§ **Предложенный отрывок**:

------

Чешское время. Большая история маленькой страны: от святого Вацлава до Вацлава Гавела — страница 10 из 93

Вскоре после визита комиссии Росселя режиссер Курт Геррон, немецкий еврей, и владелец пражской продюсерской компании Aktualita Карел Печены, чех, под плотным надзором офицеров СС и по их приказу приступили к съемкам полуторачасового документального фильма Theresienstadt. Получилась лента большого цинизма, которая могла бы дать креативный импульс советскому мастеру представлять «энергетику империи» Ивану Пырьеву, автору вышедших на экраны пятилетием позже, но совсем в других исторических обстоятельствах «Кубанских казаков». Полная версия «Терезиенштадта» не сохранилась, но в интернете и в разных музеях по всему миру можно отыскать и посмотреть 20-минутный отрывок, снабженный идеологически выверенными комментариями.


Внутренние ворота Малой крепости, Терезин


На черно-белом киноэкране довольные курортной жизнью в чудесной стране Гитлера евреи возделывают сады и поливают огороды, отдыхают в кафе, читают книги, оживленно болтают. Даже играют в футбол, этот фрагмент поразил меня сильнее всего. И спортсмены, и зрители, и все остальные не выглядят изголодавшимися или затравленными, они выглядят вполне нормальными людьми, находящимися под защитой фюрера. Вот в город прибывает транспорт с новоселами из Дании, их встречает приветственной речью глава совета старейшин гетто Пауль Эппштейн (позже отправлен в концлагерь, как и его предшественник, как и тот, кто сменил его на высоком посту в самоуправлении). Вот выступает трогательный детский хор, вот свингует джазовый ансамбль, вот хохочут молодые подружки, и вот их чернобровые широкоплечие кавалеры… Работу над фильмом завершили к апрелю 1945-го, как раз к новому визиту представителей Красного Креста, но в прокат лента выйти не успела, ее показали только на трех-четырех закрытых просмотрах для руководства СС и сочувствовавших рейху иностранцев. А Курту Геррону не удалось увидеть даже черновую версию своей работы, потому что его убили в Аушвице.

------

§ **Записанные сведения**:
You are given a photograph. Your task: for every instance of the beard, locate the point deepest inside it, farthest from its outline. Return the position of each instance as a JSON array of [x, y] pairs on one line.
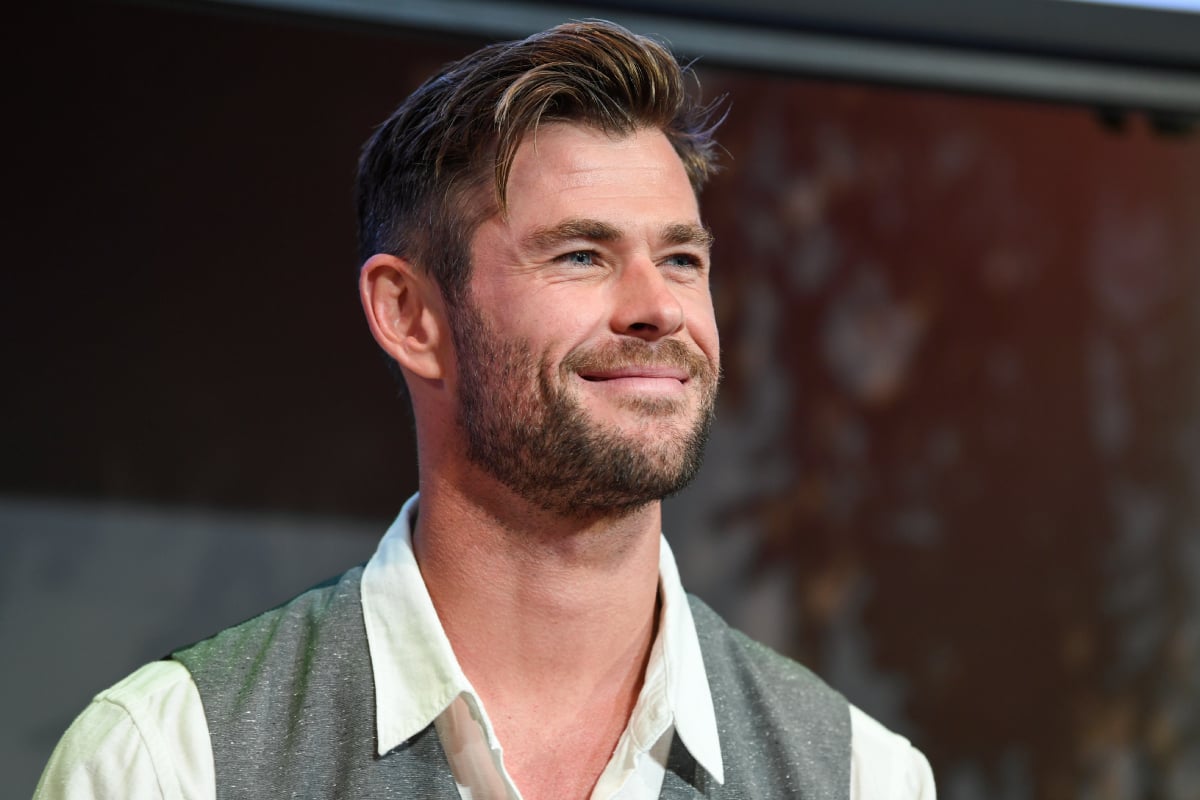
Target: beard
[[526, 428]]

------

§ **Набор заданий**:
1. Сократите абзац отрывка, который начинается словами «Вскоре после визита комиссии Росселя», и сохраните его главные факты.
2. Выпишите из отрывка без изменений кусок, который начинается словами «Вскоре после визита» и заканчивается словами «идеологически выверенными комментариями.» включительно.

§ **Разобранные решения**:
1. После визита комиссии Росселя режиссер Курт Геррон, немецкий еврей, и чех Карел Печены, владелец пражской продюсерской компании Aktualita, начали снимать полуторачасовой документальный фильм Theresienstadt. Съемки шли по приказу офицеров СС и под их плотным надзором. Фильм вышел очень циничным. Такая лента могла бы вдохновить Ивана Пырьева, автора «Кубанских казаков», которые появились на экранах пятью годами позже. Полная версия фильма не сохранилась. Его 20-минутный отрывок с идеологически выверенными комментариями можно найти в интернете и в музеях по всему миру.

2.
Вскоре после визита комиссии Росселя режиссер Курт Геррон, немецкий еврей, и владелец пражской продюсерской компании Aktualita Карел Печены, чех, под плотным надзором офицеров СС и по их приказу приступили к съемкам полуторачасового документального фильма Theresienstadt. Получилась лента большого цинизма, которая могла бы дать креативный импульс советскому мастеру представлять «энергетику империи» Ивану Пырьеву, автору вышедших на экраны пятилетием позже, но совсем в других исторических обстоятельствах «Кубанских казаков». Полная версия «Терезиенштадта» не сохранилась, но в интернете и в разных музеях по всему миру можно отыскать и посмотреть 20-минутный отрывок, снабженный идеологически выверенными комментариями.